* [SET TASKS]:
1. From the passage on creating agency, reproduce the text from "Perhaps up till" to "did in Scripture.".
2. In the passage on creating agency, what award did the narrator receive at the end of the summer?
3. Condense the paragraph of the passage on creating agency that begins "Ruth didn't have a lot of choices" into a short bulleted list that keeps its main facts.

* [DOCUMENT EXCERPT]:
----
I was up-front in the interview about my lack of swimming skills, but to my surprise, the organization hired me on the spot, saying I could learn on the job. It would be sink or swim for me—literally. I was wary, but the director promised she would work with me. She assured me I’d learn what I needed to know. I definitely almost drowned, but I stuck with the training. Perhaps more importantly, the director stuck with me. She guided my learning process and kept me on the right track, helping me apply good principles.
Under the director’s guidance, I swam daily, learning the strokes and studying books on lifeguarding in my off-hours. I was putting in the work, but because I wasn’t training alone or trying to handle things by myself, I advanced at a rapid rate. My body grew stronger, my swimming more secure, and my lifeguard skills became top-notch. Eventually, I was able to pass the lifeguard test and start taking shifts at the club. Life looked good from atop the lifeguard stand, and at the end of the summer, I was awarded Lifeguard of the Year.
How had I gone from grease-splattered arms to a trophy in my hands? My desperation to escape a terrible job led to taking a risk I wouldn’t normally have taken—applying for a position that was above my abilities and was in the dead center of a gang neighborhood. I made a choice to seek accurate information and leverage the wisdom of an expert guide, and in doing so, I saw my prospects totally transform. Though born of desperation, my push for a new job had given me so much more than better summer employment and a trophy. It gave me a taste for agency.
Perhaps up till this point, you’ve felt that life has just been happening to you. Seasons come, seasons go, and all you do is react—never act. While there are elements to life that will always be beyond your control, there are still areas in which you can take charge and create agency today. Creating agency simply means that you take responsibility for your own life, much like Ruth did in Scripture.
Ruth didn’t have a lot of choices. She was a woman from Moab who had married a son of Israel, and a recent string of deaths in the immediate family had left her in a precarious situation. Her husband, brother-in-law, and father-in-law had all died, and in that ancient patriarchal society, that meant she didn’t have any means to provide for herself. Her mother-in-law, Naomi, told Ruth to return to her birth family and remarry into another household. For Ruth, that would mean remaining in Moab, going back to her clan, and returning to Moabite ways.
----
* [RECORDS PROVIDED]:
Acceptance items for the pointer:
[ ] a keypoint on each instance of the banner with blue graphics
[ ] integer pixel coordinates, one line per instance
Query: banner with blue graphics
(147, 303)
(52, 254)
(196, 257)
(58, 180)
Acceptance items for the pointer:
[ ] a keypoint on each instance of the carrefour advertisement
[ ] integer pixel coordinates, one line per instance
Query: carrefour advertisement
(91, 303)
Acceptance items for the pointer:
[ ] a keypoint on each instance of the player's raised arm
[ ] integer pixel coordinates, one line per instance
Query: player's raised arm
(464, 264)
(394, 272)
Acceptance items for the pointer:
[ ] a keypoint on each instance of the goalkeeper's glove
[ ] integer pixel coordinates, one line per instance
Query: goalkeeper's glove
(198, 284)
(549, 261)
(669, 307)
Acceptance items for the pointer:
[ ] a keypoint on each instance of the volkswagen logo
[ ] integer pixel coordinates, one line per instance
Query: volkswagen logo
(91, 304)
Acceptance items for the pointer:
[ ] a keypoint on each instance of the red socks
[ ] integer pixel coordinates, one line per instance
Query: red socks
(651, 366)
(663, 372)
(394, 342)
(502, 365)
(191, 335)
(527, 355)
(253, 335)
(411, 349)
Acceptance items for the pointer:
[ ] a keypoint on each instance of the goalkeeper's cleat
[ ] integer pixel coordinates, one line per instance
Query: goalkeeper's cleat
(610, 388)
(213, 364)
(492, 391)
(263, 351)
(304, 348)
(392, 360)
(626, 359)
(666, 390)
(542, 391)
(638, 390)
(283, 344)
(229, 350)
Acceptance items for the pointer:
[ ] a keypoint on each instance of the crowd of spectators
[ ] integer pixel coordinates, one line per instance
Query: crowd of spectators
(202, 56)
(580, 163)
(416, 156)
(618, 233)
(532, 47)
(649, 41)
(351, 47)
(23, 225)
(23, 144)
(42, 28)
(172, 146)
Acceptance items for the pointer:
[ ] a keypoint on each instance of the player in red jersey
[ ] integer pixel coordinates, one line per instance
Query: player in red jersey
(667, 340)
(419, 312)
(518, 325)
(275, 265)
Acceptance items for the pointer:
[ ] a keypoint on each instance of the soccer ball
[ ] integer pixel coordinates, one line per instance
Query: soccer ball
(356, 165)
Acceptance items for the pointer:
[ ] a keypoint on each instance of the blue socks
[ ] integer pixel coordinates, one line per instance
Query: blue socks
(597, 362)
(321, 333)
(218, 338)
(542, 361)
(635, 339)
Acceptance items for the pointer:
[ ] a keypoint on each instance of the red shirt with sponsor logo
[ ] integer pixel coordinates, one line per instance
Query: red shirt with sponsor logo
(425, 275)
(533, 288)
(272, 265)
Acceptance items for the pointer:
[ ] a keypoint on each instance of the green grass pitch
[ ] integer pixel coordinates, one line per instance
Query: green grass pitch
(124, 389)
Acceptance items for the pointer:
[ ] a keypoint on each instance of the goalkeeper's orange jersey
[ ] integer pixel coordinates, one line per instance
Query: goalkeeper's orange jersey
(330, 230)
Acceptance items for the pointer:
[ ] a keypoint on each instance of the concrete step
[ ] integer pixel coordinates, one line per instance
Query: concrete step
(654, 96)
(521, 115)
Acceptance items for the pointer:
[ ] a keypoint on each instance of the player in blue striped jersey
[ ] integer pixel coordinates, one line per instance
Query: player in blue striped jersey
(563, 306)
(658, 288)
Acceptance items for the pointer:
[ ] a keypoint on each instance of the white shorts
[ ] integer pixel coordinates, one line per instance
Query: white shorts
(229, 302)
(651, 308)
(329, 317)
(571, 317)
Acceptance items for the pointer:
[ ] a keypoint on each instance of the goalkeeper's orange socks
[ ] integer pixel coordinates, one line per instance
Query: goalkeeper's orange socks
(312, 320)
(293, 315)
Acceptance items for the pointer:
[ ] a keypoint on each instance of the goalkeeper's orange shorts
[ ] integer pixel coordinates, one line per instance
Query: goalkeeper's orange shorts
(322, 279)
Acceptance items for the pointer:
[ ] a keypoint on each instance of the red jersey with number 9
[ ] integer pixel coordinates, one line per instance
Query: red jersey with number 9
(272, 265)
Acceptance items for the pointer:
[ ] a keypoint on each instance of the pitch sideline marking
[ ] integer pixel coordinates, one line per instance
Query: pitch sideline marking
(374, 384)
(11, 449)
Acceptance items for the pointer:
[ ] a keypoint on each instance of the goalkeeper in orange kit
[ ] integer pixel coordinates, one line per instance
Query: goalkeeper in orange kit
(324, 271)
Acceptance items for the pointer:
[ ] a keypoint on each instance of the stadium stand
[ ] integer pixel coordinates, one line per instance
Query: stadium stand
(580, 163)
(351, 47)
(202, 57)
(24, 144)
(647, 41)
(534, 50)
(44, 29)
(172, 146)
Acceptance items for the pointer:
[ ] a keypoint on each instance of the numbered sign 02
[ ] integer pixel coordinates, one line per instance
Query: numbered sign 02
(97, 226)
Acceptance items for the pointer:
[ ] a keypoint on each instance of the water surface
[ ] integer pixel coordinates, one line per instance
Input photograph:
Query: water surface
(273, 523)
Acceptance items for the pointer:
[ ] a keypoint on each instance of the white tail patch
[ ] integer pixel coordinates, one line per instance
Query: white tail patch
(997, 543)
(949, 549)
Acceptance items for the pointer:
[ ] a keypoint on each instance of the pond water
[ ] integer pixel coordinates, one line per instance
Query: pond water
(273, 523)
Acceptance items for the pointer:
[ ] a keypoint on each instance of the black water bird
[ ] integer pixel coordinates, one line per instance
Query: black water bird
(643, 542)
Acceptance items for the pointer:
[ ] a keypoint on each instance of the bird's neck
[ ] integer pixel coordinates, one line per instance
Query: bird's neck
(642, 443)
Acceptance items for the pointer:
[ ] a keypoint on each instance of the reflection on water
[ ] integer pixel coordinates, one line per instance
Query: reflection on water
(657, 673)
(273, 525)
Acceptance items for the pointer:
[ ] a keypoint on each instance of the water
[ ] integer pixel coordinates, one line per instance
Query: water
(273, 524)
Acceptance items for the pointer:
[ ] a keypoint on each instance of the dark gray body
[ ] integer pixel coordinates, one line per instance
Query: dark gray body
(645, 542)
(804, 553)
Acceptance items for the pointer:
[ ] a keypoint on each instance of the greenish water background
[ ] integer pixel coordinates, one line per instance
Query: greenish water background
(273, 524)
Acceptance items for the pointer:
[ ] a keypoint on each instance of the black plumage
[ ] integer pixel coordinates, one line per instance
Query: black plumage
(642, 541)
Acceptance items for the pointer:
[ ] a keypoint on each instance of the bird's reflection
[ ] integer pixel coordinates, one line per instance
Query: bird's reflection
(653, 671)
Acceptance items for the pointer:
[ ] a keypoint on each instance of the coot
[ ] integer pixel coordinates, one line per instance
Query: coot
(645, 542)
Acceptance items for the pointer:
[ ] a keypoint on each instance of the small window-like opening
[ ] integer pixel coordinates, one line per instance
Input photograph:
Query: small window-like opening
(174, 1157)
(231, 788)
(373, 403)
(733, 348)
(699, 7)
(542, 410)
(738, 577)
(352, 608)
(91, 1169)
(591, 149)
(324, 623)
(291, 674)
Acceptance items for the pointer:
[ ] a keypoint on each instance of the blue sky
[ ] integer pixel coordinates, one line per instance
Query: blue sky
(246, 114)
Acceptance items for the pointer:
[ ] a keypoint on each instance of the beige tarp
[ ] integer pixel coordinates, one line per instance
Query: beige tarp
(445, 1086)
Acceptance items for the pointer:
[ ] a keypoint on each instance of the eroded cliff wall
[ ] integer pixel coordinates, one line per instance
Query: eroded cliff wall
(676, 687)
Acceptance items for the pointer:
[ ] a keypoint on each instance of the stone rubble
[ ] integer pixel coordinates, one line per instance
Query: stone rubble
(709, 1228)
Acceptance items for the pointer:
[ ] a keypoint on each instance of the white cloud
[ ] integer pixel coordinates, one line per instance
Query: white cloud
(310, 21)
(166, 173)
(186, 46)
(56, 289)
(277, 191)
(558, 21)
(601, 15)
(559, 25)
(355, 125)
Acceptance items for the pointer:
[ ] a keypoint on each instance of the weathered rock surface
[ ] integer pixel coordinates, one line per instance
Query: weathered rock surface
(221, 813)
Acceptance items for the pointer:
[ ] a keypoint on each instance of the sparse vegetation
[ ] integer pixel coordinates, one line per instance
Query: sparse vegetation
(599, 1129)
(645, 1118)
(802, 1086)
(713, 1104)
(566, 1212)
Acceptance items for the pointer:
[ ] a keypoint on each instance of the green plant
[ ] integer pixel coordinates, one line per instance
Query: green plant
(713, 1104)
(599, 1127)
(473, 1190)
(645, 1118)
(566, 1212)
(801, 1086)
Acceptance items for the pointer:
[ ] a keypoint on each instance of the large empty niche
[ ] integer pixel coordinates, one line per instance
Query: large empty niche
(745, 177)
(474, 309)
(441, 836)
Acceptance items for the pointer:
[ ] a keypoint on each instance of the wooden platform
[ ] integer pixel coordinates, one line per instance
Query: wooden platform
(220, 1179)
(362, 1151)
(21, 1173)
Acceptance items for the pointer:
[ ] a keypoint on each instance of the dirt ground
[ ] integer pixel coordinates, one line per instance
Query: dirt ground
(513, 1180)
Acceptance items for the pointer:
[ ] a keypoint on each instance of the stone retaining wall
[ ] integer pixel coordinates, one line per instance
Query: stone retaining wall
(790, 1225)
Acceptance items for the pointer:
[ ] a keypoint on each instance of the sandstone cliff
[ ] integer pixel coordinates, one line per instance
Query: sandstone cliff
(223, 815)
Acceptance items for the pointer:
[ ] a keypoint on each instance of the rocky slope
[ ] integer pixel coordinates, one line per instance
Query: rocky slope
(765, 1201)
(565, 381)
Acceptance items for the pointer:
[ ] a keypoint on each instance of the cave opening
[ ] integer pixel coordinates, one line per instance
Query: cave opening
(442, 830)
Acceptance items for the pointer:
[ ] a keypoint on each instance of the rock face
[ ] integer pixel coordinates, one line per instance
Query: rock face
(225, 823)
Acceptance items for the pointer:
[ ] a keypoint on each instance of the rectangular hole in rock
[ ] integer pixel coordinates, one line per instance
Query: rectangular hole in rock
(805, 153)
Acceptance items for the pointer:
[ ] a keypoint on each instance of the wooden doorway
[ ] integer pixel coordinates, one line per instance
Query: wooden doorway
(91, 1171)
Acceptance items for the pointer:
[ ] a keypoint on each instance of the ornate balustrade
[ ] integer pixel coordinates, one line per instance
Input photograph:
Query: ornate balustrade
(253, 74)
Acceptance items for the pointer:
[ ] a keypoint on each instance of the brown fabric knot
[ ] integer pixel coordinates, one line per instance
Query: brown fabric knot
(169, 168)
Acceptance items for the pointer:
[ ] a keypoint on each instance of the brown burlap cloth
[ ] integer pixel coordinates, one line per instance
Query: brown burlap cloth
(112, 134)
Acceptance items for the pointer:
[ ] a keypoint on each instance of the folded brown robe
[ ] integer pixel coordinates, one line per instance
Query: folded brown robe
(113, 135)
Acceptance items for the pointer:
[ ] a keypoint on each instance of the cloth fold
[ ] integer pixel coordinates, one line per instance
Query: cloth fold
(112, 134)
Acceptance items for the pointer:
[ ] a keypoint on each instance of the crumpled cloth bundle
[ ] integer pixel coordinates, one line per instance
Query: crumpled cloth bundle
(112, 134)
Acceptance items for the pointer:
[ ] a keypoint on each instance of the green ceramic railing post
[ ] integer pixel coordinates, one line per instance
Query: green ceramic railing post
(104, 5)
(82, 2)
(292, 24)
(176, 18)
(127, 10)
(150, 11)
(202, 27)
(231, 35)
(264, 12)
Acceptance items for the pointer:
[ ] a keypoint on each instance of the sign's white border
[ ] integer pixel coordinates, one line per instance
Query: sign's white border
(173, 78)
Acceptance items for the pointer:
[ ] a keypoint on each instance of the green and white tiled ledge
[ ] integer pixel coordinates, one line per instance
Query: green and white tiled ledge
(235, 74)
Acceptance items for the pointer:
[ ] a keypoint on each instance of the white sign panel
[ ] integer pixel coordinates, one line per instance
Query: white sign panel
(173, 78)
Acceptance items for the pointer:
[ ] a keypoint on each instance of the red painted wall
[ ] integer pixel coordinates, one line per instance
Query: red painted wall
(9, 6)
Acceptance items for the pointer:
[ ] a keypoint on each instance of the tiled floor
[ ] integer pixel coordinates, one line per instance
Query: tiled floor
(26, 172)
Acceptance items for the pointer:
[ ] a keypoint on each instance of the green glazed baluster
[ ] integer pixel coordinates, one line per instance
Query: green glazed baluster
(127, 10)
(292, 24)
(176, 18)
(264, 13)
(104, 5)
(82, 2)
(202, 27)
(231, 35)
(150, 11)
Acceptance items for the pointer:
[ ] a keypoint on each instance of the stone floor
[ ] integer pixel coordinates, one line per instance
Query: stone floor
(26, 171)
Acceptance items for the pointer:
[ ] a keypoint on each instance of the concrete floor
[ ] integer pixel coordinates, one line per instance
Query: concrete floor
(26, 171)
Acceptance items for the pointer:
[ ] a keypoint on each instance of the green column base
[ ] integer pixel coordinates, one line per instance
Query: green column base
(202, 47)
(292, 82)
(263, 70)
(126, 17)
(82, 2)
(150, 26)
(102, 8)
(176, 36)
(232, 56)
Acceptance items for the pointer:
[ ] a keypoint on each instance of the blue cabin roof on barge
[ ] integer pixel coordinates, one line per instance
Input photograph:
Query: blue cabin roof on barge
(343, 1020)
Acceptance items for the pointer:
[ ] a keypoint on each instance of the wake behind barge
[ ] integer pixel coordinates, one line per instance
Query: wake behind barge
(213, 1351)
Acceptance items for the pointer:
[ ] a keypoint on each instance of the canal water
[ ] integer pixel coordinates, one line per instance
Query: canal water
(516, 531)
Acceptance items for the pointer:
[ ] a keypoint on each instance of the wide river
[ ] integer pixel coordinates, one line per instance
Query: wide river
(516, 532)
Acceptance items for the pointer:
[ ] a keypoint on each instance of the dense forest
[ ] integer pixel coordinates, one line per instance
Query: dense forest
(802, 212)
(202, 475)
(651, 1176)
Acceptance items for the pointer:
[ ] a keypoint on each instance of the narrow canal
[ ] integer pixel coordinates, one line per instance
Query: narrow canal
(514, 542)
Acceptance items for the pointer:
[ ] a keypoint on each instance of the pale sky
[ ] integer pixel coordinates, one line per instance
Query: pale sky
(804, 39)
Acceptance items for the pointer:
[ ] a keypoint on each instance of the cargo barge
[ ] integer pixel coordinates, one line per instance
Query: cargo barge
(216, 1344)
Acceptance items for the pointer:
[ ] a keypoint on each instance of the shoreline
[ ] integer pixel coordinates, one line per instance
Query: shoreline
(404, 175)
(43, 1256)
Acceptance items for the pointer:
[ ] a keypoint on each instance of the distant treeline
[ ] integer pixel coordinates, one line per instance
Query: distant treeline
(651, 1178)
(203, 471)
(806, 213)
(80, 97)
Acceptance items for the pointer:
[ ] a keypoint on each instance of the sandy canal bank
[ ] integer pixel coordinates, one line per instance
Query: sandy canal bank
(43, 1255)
----
* [SOLUTIONS TO THE EXERCISE]:
1.
Perhaps up till this point, you’ve felt that life has just been happening to you. Seasons come, seasons go, and all you do is react—never act. While there are elements to life that will always be beyond your control, there are still areas in which you can take charge and create agency today. Creating agency simply means that you take responsibility for your own life, much like Ruth did in Scripture.

2. Lifeguard of the Year.

3.
- Ruth was a woman from Moab who had married a son of Israel.
- Her husband, brother-in-law, and father-in-law had all died.
- In that ancient patriarchal society, this left her with no means to provide for herself.
- Her mother-in-law, Naomi, told her to return to her birth family and remarry into another household.
- Doing so would mean staying in Moab, going back to her clan, and returning to Moabite ways.